TO BE DONE:
1 – In the Store documentation, what class must the model type passed to store_as derive from?
2 – Write a continuation of the Store API documentation, starting after its final line.

The Store is used to record state and state changes.

The TaskState for each sample has a Store which can be used when solvers and/or tools need to coordinate changes to shared state. The Store can be accessed directly from the TaskState via or can be accessed using the store() global function.

Note that changes to the store that occur are automatically recorded to transcript as a StoreEvent. In order to be serialised to the transcript, values and objects must be JSON serialisable (you can make objects with several fields serialisable using the @dataclass decorator or by inheriting from Pydantic BaseModel)

class Store



Get a value from the store.

Provide a default to automatically initialise a named store value with the default when it does not yet exist.

def get(self, key: str, default: VT | None = None) -> VT | Any
key str

Name of value to get

default VT | None

Default value (defaults to None)


Set a value into the store.

def set(self, key: str, value: Any) -> None
key str

Name of value to set

value Any

Value to set


Remove a value from the store.

def delete(self, key: str) -> None
key str

Name of value to remove


View of keys within the store.

def keys(self) -> KeysView[str]

View of values within the store.

def values(self) -> ValuesView[Any]

View of items within the store.

def items(self) -> ItemsView[str, Any]


Get the currently active Store.

def store() -> Store


Get a Pydantic model interface to the store.

def store_as(model_cls: Type[SMT]) -> SMT
model_cls Type[SMT]

Pydantic model type (must derive from StoreModel)

DATASET CONTENT:

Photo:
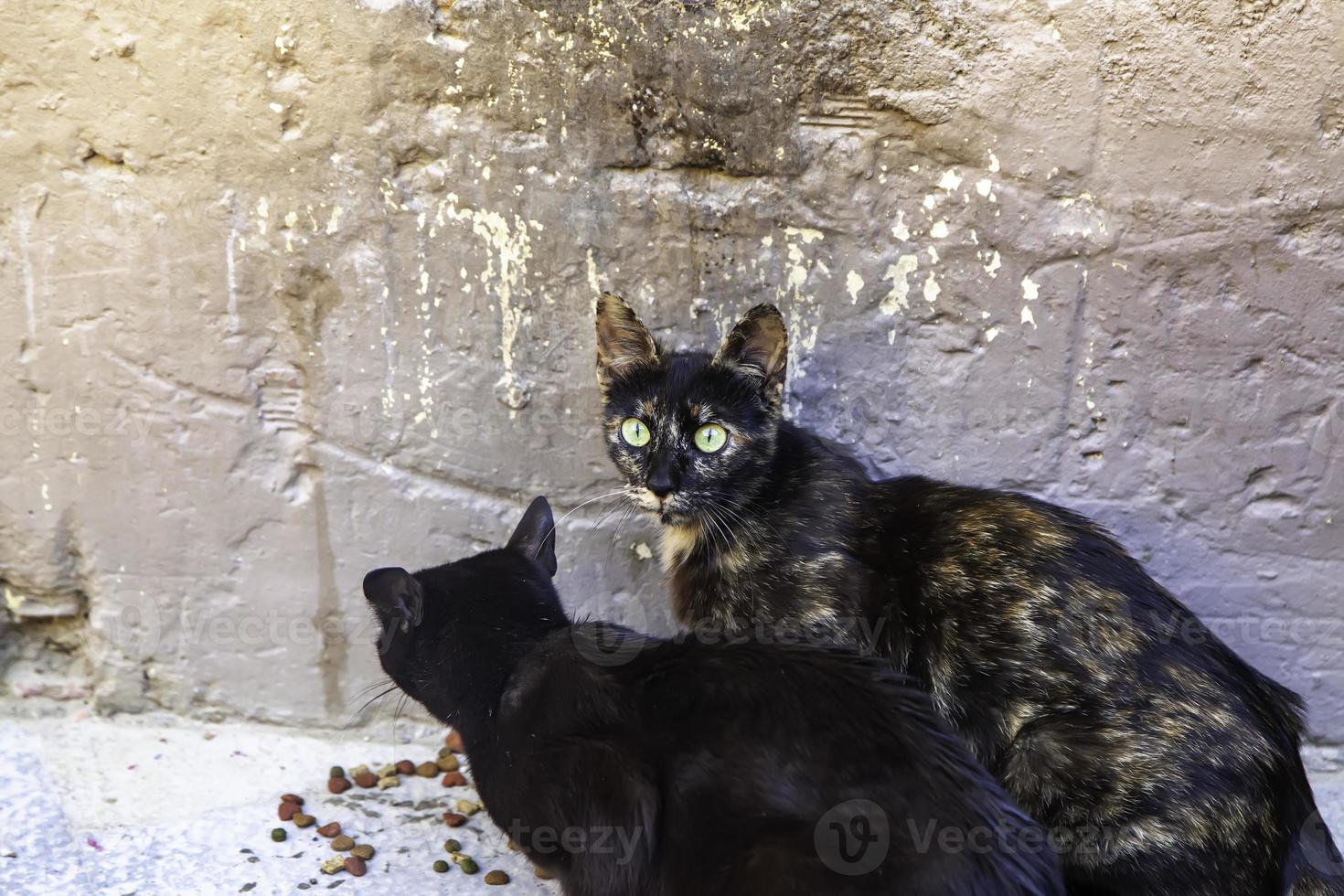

SOLVED PROBLEMS:
1 – StoreModel

2 –
Store backed Pydandic BaseModel.

The model is initialised from a Store, so that Store should either already satisfy the validation constraints of the model OR you should provide Field(default=) annotations for all of your model fields (the latter approach is recommended).

class StoreModel(BaseModel)



Obtain a concurrency context.

A concurrency context can be used to limit the number of coroutines executing a block of code (e.g calling an API). For example, here we limit concurrent calls to an api (‘api-name’) to 10:

async with concurrency("api-name", 10):
    # call the api

Note that concurrency for model API access is handled internally via the max_connections generation config option. Concurrency for launching subprocesses is handled via the subprocess function.

def concurrency(
    name: str,
    concurrency: int,
    key: str | None = None,
) -> asyncio.Semaphore
name str

Name for concurrency context. This serves as the display name for the context, and also the unique context key (if the key parameter is omitted)

concurrency int

Maximum number of coroutines that can enter the context.

key str | None

Unique context key for this context. Optional. Used if the unique key isn’t human readable – e.g. includes api tokens or account ids so that the more readable name can be presented to users e.g in console UI>


Execute and wait for a subprocess.

Convenience method for solvers, scorers, and tools to launch subprocesses. Automatically enforces a limit on concurrent subprocesses (defaulting to os.cpu_count() but controllable via the max_subprocesses eval config option).

async def subprocess(
    args: str | list[str],
    text: bool = True,
    input: str | bytes | memoryview | None = None,
    cwd: str | Path | None = None,
    env: dict[str, str] = {},
    capture_output: bool = True,
    output_limit: int | None = None,
    timeout: int | None = None,
) -> Union[ExecResult[str], ExecResult[bytes]]
args str | list[str]

Command and arguments to execute.

text bool

Return stdout and stderr as text (defaults to True)

input str | bytes | memoryview | None

Optional stdin for subprocess.

cwd str | Path | None

Switch to directory for execution.

env dict[str, str]

Additional environment variables.

capture_output bool

Capture stderr and stdout into ExecResult (if False, then output is redirected to parent stderr/stdout)

output_limit int | None

Stop reading output if it exceeds the specified limit (in bytes).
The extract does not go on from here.